● EXERCISE INSTRUCTIONS:
a: Extract the passage of the asthma and atrial fibrillation article below that lies between "Population data for" and "past 12 months)", inclusive.
b: In the asthma and atrial fibrillation article below, what was the mean follow-up time for the study participants?

● SOURCE DOCUMENT:
-- Opening Marker --

Poor Asthma Control Can Accentuate Risk of Atrial Fibrillation, Study Finds

A new research study, published in JAMA Cardiology, aimed to further confirm a previous correlation between asthma and atrial fibrillation (AF) and to determine if the degree of asthma control affected the risk of developing AF.

Atrial fibrillation (AF) is a known risk factor for increasing cardiovascular mortality and stroke. Now a new research study aims to further confirm a previous correlation between asthma and AF and also to determine if the degree of asthma control affected the risk of developing AF.

Population data for this study was gathered from 2 health studies, HUNT 2 and HUNT 3, and split into patients with and without asthma. Patients with asthma were further categorized into 3 groups based on a questionnaire:

  • Ever asthma
  • Diagnosed asthma
  • Active asthma (asthma medication usage in the past 12 months)

To determine if the severity of asthma control impacted the risk of AF, patients with asthma were also subcategorized into “well controlled,” “partly controlled,” and “poorly controlled” according to daytime symptoms, limitation of activity, nighttime awakenings, and use of asthma reliever medications. AF assessment was determined through an echocardiogram or written records reviewed by specialists in cardiology and internal medicine.

After a mean follow-up time of 15.4 years, patients categorized in the ever asthma group had an estimated 30% higher risk of developing AF than those without asthma (hazard ratio [HR], 1.30; 95% CI, 1.13-1.48). Patients in the diagnosed asthma and active asthma groups had an estimated 42% (HR, 1.42; 95% CI, 1.21-1.67) and 81% (HR, 1.81; 95% CI, 1.51-2.16) increased risk, respectively.

There was also a significant association between asthma control and the risk of AF (P< .001 for trend). In patients with controlled asthma, there was an estimated 19% increased risk of AF (HR, 1.19; 95% CI, 0.98-1.45). The risks were higher when asthma control was inadequate, with an estimated 42% increased risk in partly controlled patients (HR, 1.42; 95% CI, 1.16-1.73) and an estimated 74% increased risk in uncontrolled asthma patients (HR, 1.74; 95% CI,1.25-2.41). A sensitivity analysis that excluded the data of participants who only had a 5-year follow-up period and those with comorbid conditions (myocardial infarction, heart failure, diagnosed with asthma after age 40) also showed an association of asthma with AF.

-- Closing Marker --

● INFORMATION SUPPLIED:
-- Opening Marker --

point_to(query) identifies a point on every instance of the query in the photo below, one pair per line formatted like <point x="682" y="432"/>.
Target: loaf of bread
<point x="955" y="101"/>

-- Closing Marker --
-- Opening Marker --

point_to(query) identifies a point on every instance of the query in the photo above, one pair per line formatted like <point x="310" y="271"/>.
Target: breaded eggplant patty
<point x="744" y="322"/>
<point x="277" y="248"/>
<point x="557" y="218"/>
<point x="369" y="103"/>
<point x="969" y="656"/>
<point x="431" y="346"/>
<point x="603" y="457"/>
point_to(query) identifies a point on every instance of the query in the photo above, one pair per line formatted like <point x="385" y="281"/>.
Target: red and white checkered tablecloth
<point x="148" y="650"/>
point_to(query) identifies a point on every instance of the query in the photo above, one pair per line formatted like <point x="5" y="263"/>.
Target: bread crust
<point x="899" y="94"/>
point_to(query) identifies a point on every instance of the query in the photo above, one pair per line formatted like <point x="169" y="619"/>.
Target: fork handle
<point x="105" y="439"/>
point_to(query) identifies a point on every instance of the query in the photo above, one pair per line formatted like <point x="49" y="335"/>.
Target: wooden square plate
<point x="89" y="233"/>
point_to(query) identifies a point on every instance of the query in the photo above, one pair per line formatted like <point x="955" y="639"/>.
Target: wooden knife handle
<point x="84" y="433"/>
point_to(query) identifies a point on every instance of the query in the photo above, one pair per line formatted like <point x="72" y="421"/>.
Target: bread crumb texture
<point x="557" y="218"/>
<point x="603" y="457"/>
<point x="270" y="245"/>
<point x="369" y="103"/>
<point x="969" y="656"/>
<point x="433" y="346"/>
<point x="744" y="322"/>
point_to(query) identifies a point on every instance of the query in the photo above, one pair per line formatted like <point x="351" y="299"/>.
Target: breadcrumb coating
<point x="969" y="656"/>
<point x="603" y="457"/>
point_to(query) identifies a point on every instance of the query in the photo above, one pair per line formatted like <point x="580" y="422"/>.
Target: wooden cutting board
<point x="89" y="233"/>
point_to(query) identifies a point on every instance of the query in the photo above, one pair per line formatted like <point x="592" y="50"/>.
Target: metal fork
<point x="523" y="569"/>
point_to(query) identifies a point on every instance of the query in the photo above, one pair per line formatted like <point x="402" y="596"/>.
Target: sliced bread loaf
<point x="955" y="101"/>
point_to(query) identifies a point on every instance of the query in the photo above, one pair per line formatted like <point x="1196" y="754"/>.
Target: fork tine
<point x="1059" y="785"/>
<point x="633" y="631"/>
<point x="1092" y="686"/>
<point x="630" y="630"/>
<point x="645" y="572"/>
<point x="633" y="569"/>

-- Closing Marker --
-- Opening Marker --

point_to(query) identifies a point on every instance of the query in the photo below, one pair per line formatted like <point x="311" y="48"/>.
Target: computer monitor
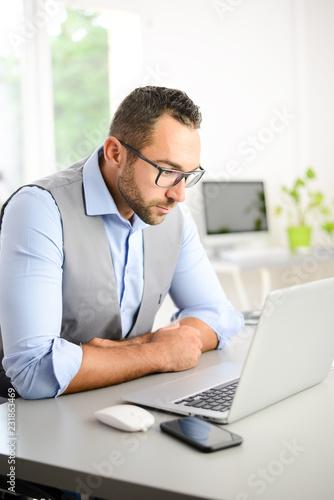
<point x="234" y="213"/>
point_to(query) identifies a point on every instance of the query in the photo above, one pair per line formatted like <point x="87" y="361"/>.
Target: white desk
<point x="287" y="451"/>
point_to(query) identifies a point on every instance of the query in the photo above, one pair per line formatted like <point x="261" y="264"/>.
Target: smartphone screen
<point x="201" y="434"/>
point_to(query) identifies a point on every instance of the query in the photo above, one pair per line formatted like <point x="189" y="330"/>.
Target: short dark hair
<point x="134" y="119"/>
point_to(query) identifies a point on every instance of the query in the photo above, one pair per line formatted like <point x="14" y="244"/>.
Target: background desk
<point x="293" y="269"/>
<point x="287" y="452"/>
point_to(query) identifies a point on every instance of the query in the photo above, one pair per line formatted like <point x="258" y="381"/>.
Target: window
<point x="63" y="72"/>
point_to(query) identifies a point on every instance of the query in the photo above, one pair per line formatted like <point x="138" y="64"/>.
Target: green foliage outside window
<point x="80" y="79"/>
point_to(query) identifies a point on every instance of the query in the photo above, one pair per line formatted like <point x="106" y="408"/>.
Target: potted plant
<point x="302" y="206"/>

-- Closing Marker --

● YOUR RESPONSES:
a:
Population data for this study was gathered from 2 health studies, HUNT 2 and HUNT 3, and split into patients with and without asthma. Patients with asthma were further categorized into 3 groups based on a questionnaire:

  • Ever asthma
  • Diagnosed asthma
  • Active asthma (asthma medication usage in the past 12 months)

b: 15.4 years.